## Task statement
What follows is a block of records; restate each one word for word.

* Begin Dataset entries *

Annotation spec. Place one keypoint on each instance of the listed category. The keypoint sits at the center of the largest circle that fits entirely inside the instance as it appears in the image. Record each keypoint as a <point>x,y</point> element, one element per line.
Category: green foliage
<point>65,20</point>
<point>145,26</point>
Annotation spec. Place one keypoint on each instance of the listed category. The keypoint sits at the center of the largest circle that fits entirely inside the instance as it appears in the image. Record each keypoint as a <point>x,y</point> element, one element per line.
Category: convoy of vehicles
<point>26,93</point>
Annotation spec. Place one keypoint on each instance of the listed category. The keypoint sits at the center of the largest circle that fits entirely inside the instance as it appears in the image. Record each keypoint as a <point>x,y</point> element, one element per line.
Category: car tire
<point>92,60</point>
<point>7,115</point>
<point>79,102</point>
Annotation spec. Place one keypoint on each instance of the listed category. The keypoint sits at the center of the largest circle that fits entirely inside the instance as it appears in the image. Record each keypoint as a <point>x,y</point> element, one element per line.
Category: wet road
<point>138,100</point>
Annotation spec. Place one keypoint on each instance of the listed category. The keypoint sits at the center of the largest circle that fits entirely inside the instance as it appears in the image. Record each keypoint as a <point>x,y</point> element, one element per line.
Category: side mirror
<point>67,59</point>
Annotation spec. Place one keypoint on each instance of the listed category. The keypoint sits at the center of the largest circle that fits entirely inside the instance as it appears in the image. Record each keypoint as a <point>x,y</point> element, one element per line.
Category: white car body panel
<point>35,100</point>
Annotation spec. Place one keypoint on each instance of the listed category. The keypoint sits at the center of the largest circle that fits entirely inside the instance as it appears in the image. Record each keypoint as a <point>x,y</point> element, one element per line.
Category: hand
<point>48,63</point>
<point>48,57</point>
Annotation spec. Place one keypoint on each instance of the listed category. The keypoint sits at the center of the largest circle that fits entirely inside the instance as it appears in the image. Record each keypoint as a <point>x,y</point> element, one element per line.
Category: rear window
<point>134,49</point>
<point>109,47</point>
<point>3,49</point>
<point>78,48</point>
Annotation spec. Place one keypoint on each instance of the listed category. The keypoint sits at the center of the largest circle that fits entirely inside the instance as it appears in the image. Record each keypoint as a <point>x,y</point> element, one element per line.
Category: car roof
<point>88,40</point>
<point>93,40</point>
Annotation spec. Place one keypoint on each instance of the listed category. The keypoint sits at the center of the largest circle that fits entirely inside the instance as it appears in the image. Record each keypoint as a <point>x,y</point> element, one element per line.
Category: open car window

* End Dataset entries *

## Response to this exercise
Annotation spec. Place one keypoint on each instance of the listed category. The keypoint sits at the center of the largest circle that fits entirely inside the instance as it appears in the image. Record each keypoint as a <point>x,y</point> element, one element per line.
Category: green foliage
<point>65,20</point>
<point>145,26</point>
Annotation spec. Place one keypoint on each instance of the listed category. The keypoint sits at the center of the largest circle that fits entirely inside the instance as it appears in the image. Record each keypoint as a <point>x,y</point> element, one element per line.
Category: convoy of vehicles
<point>26,93</point>
Annotation spec. Place one keypoint on each instance of the listed category. The keypoint sits at the center of the largest circle that fits entirely inside the instance as it appears in the image. Record each keypoint as a <point>x,y</point> element, one element per line.
Category: car tire
<point>92,60</point>
<point>7,115</point>
<point>79,102</point>
Annotation spec. Place one keypoint on each instance of the listed category. The keypoint sits at the center of the largest circle that fits entirely inside the instance as it appears in the image. Record each keypoint as a <point>x,y</point> element, one element per line.
Category: wet road
<point>138,100</point>
Annotation spec. Place one keypoint on each instance of the listed category. The keypoint sits at the center of the largest circle that fits entirely inside the instance as it appears in the image. Record each keypoint as a <point>x,y</point> element, one element per line.
Category: side mirror
<point>67,59</point>
Annotation spec. Place one keypoint on each instance of the listed category. The keypoint sits at the center of the largest circle that fits entirely inside the instance as it appears in the image. Record each keypoint as a <point>x,y</point> element, one element per line.
Category: white car body panel
<point>35,100</point>
Annotation spec. Place one keypoint on each instance of the listed category. The keypoint sits at the center of the largest circle that fits entirely inside the instance as it appears in the image. Record each keypoint as a <point>x,y</point> element, one element per line.
Category: hand
<point>48,63</point>
<point>48,57</point>
Annotation spec. Place one keypoint on each instance of the listed category. The keypoint sits at the center of the largest circle that fits entirely inside the instance as it appears in the image. Record each keypoint as a <point>x,y</point> element, one element per line.
Category: rear window
<point>134,49</point>
<point>109,47</point>
<point>3,49</point>
<point>78,48</point>
Annotation spec. Place one keypoint on each instance of the listed category. The keypoint sits at the center of the largest circle that fits entirely inside the instance as it appears in the image. Record each keypoint as a <point>x,y</point> element, one element per line.
Category: car roof
<point>88,40</point>
<point>93,40</point>
Annotation spec. Place one keypoint on each instance of the listed category. The keypoint sits at the center of the largest circle that fits entirely inside the instance as it appears in the image. Record each keypoint as a <point>x,y</point> element, one element per line.
Category: open car window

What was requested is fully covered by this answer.